With 18 official religions, Lebanon and its vast cultural and ethnic diversity has historically been a recipe for civil unrest. Now, one charismatic Beiruti is nurturing his country’s shared love of food to promote reconciliation in the Middle East’s most diverse nation.

I meet Kamal Mouzawak at Tawlet, on the edge of Beirut’s Bourj Hammoud Armenian district. While gentrification is starting to take root in the city, the eatery sits amid gritty tyre-repair shops and smoky wood-fired bakeries that turn out Lebanon’s iconic flatbread, manoushe.

Mouzawak’s vision to create food that transcends cultural barriers is reinforced in Tawlet’s welcoming interior, which is more trendy Melbourne than troubled Middle East. Tawlet means ‘kitchen table’ in Arabic, and Mouzawak uses the universal pleasure of eating to bring people together, irrespective of their cultural, political or ethnic backgrounds.

“It’s not just the food that’s important,” he explains. “But it’s the getting together and the sharing of this food that’s important for the future of the country.”

Every weekday a different chef from across Lebanon prepares a buffet lunch, drawing on their own history, traditions and hometown flavours. Each of Tawlet’s 30 village cooks, shepherds or traditional farmers travels to Beirut for one day a month, often bringing their meals’ ingredients from their own gardens and small holdings.

Traditional flavours and local dishes, once threatened by conflict and cultural diaspora, are shared and celebrated. And the skilled cooks, whom Mouzawak calls producer chefs, enjoy the exposure.

“Yes, they are peasants and farmers, but they’re doing something just as important as anyone else,” Mouzawak says. “They get all the economic benefits and have direct access to consumers.”

Today’s chef is Oum Ali, a Muslim mother from the South Lebanon village of Majdelzoun, near the Israel border. As her son completes his homework, Ali commandeers the open kitchen to prepare lunch. Tawlet’s onsite cook and waiters drift in and out, communicating in a cosmopolitan patois incorporating Arabic, French and even the occasional English word.

◆ **Challenges**:
A. In the article about Tawlet, what does the name Tawlet mean in Arabic?
B. Identify and copy every line of the entries below that contains the string "segmented", treating uppercase and lowercase letters as different.

◆ **Data for processing**:
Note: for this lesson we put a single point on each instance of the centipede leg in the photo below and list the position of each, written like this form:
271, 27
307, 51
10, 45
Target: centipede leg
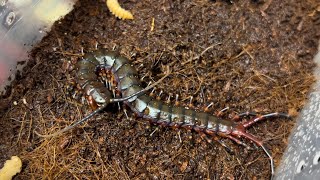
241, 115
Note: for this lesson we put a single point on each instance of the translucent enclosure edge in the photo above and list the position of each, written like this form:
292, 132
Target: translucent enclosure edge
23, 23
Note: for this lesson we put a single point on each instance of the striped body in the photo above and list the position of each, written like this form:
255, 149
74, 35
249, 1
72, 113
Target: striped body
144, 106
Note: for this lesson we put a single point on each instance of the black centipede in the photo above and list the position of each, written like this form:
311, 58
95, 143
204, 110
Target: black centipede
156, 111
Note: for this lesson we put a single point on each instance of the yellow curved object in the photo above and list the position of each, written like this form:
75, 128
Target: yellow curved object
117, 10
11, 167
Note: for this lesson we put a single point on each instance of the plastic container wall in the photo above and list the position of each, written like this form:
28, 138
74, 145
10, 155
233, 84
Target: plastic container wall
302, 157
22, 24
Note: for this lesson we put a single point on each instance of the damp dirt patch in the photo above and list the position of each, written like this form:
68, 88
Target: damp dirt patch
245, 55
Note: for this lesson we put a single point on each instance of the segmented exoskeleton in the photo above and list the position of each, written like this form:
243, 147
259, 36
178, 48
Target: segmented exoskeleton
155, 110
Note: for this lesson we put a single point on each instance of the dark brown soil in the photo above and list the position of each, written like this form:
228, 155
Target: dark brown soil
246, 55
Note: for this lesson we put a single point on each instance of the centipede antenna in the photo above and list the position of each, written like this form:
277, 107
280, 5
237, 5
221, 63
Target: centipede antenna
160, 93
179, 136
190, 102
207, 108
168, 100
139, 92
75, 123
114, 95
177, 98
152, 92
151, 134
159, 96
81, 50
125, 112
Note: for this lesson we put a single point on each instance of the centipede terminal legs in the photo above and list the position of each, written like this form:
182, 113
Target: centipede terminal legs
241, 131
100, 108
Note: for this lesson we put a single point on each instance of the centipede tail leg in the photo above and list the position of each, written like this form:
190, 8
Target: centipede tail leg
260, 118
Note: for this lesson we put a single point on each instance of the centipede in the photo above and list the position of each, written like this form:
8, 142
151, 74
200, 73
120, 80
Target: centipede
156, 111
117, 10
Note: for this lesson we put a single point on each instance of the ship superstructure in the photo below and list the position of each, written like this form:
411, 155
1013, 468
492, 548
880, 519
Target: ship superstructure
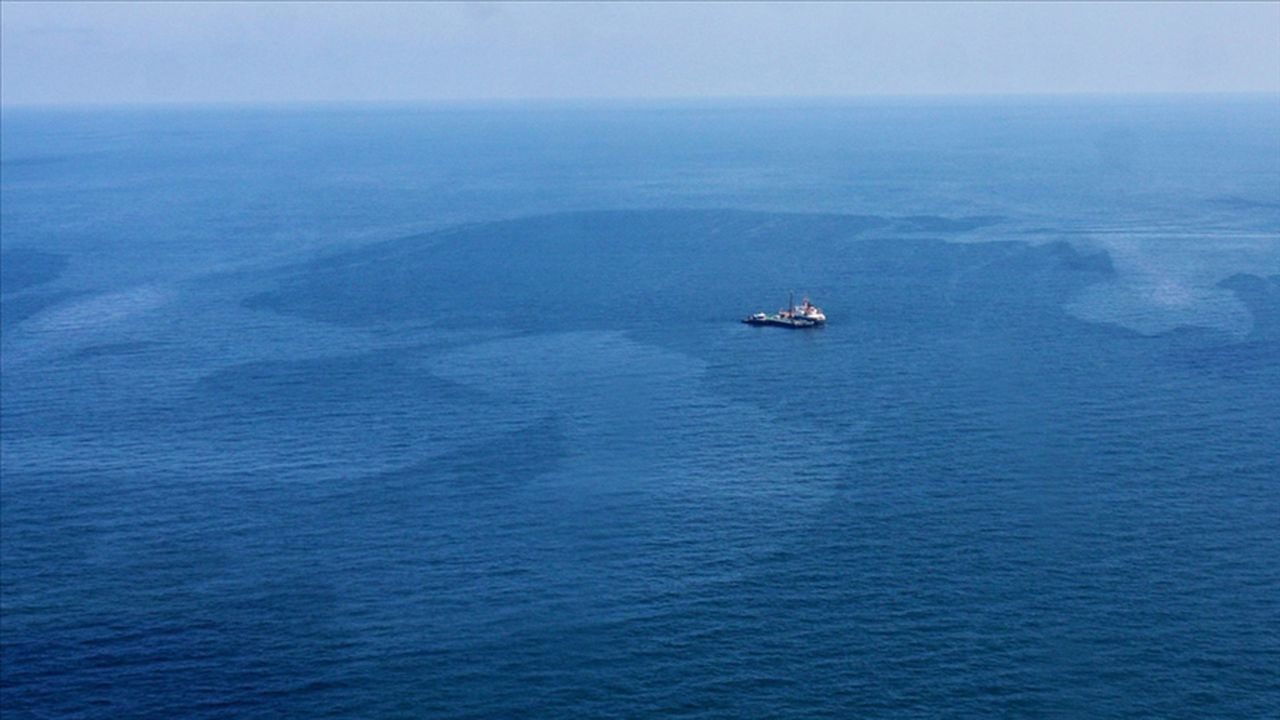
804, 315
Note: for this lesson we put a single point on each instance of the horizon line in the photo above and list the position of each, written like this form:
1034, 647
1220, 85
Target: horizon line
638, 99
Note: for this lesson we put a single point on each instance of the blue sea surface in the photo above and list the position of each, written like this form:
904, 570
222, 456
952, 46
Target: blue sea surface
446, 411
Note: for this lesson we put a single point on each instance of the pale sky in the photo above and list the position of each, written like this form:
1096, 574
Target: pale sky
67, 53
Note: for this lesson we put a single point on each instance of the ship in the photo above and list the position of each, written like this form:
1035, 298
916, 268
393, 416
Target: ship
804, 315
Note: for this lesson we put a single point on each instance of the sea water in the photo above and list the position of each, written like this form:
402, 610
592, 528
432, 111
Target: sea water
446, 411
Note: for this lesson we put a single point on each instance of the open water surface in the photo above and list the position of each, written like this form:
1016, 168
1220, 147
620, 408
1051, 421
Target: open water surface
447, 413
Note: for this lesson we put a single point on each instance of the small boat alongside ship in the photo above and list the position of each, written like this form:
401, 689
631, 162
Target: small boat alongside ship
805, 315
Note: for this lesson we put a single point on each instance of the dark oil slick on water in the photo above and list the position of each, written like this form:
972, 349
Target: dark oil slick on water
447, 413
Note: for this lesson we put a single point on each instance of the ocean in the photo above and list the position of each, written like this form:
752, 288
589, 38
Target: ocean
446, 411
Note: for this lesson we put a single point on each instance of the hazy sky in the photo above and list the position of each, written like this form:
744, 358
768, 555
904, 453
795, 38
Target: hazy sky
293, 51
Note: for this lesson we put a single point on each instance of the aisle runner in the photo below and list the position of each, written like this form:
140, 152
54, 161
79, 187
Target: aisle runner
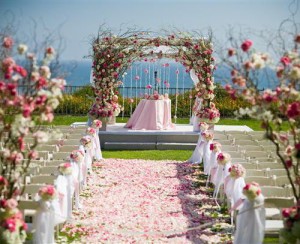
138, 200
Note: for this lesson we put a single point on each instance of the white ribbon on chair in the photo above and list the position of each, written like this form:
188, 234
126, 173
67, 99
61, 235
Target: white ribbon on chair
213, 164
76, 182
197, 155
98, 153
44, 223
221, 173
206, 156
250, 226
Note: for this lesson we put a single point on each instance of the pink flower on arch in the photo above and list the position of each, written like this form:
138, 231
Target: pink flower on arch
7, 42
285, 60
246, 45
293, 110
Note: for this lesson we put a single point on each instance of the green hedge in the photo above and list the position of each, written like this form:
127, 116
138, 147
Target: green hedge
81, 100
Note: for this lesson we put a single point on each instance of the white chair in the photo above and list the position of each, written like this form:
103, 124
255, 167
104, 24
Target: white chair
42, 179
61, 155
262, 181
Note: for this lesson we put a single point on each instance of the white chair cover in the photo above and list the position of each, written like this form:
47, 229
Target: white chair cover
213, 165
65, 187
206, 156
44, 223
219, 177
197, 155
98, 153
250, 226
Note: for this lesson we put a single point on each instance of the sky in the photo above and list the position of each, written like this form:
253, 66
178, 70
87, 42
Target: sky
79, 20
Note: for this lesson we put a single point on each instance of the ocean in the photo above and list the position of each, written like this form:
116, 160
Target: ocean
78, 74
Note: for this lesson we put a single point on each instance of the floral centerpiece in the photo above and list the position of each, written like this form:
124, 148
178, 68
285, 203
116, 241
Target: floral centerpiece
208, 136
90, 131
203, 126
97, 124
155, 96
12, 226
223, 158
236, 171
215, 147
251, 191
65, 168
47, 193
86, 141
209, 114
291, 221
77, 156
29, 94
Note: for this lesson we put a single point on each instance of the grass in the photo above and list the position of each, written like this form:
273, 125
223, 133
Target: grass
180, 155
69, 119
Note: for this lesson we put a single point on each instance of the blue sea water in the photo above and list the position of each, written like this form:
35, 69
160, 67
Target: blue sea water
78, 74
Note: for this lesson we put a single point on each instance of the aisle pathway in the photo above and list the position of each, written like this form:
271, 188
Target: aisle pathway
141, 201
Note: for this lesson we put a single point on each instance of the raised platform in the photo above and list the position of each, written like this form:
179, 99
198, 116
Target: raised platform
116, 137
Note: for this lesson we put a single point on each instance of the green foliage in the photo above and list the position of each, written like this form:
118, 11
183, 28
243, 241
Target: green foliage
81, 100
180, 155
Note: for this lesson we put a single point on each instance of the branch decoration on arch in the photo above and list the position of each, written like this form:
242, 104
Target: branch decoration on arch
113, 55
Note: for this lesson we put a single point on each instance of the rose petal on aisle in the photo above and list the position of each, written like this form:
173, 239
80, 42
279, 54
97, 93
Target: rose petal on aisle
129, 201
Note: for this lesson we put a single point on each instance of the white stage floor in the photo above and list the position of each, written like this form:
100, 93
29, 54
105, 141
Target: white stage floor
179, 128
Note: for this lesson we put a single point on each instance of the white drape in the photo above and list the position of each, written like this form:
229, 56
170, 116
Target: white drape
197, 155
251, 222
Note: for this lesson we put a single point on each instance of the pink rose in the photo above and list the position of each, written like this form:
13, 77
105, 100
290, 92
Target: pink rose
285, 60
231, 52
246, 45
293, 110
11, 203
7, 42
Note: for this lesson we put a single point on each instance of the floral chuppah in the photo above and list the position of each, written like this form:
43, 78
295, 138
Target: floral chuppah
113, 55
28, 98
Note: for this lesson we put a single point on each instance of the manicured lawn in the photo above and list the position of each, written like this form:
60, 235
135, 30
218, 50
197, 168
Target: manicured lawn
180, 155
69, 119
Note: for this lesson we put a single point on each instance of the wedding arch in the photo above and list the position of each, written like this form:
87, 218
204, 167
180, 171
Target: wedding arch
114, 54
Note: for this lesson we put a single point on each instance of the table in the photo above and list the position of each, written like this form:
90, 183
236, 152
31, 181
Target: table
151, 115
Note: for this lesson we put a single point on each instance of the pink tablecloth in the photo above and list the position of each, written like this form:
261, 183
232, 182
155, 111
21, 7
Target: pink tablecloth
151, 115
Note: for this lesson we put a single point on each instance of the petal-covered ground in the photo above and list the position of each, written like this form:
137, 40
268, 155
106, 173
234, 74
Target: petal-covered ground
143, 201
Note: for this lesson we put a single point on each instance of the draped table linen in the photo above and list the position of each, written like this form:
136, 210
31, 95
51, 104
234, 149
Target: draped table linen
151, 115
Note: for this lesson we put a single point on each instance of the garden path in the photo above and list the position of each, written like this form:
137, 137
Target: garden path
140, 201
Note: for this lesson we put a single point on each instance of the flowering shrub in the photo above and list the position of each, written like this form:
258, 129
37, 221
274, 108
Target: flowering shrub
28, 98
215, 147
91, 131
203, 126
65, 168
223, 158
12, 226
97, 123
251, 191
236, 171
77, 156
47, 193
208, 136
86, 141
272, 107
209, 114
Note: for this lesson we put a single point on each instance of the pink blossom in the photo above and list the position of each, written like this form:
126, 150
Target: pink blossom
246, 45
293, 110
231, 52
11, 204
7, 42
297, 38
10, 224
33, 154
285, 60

◆ **Solutions below**:
A. It means "kitchen table."

B.
Note: for this lesson we put a single point on each instance of the segmented exoskeleton in the photo above and list the position of each, written like this form:
Target: segmented exoskeleton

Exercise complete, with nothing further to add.